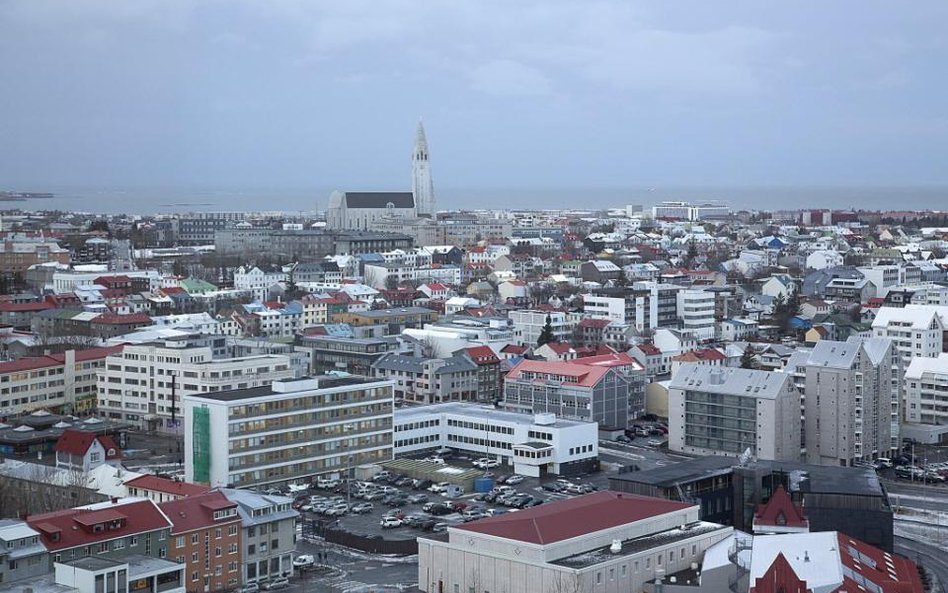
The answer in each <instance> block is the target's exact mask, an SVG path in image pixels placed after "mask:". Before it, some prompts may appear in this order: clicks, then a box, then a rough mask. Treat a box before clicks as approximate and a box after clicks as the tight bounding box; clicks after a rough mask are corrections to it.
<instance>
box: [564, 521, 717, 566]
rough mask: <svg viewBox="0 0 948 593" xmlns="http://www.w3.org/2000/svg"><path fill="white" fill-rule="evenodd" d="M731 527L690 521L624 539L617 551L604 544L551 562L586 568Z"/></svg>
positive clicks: (708, 533) (712, 532)
mask: <svg viewBox="0 0 948 593" xmlns="http://www.w3.org/2000/svg"><path fill="white" fill-rule="evenodd" d="M731 529H733V528H732V527H727V526H724V525H719V524H717V523H708V522H706V521H697V522H695V523H689V524H687V525H682V526H679V527H675V528H673V529H667V530H665V531H659V532H658V533H651V534H649V535H643V536H642V537H636V538H633V539H627V540H623V542H622V550H620V551H619V552H616V553H613V552H612V550H611V549H610V548H611V546H603V547H601V548H595V549H593V550H589V551H587V552H580V553H579V554H573V555H572V556H566V557H565V558H560V559H559V560H554V561H553V562H552V563H551V564H556V565H559V566H566V567H569V568H585V567H587V566H593V565H595V564H600V563H602V562H608V561H610V560H612V559H614V558H617V557H622V556H631V555H633V554H638V553H639V552H645V551H646V550H651V549H653V548H655V547H658V546H664V545H668V544H673V543H675V542H679V541H682V540H686V539H690V538H692V537H698V536H702V535H707V534H710V533H714V532H715V531H730V530H731Z"/></svg>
☆ ☆ ☆
Task.
Retype exactly the span of lines from the one with "box: [564, 521, 717, 566]" through the one with "rough mask: <svg"; include both ends and omit the rest of the material.

Answer box.
box: [564, 521, 717, 566]
rough mask: <svg viewBox="0 0 948 593" xmlns="http://www.w3.org/2000/svg"><path fill="white" fill-rule="evenodd" d="M731 527L690 521L624 539L617 551L604 544L551 562L586 568Z"/></svg>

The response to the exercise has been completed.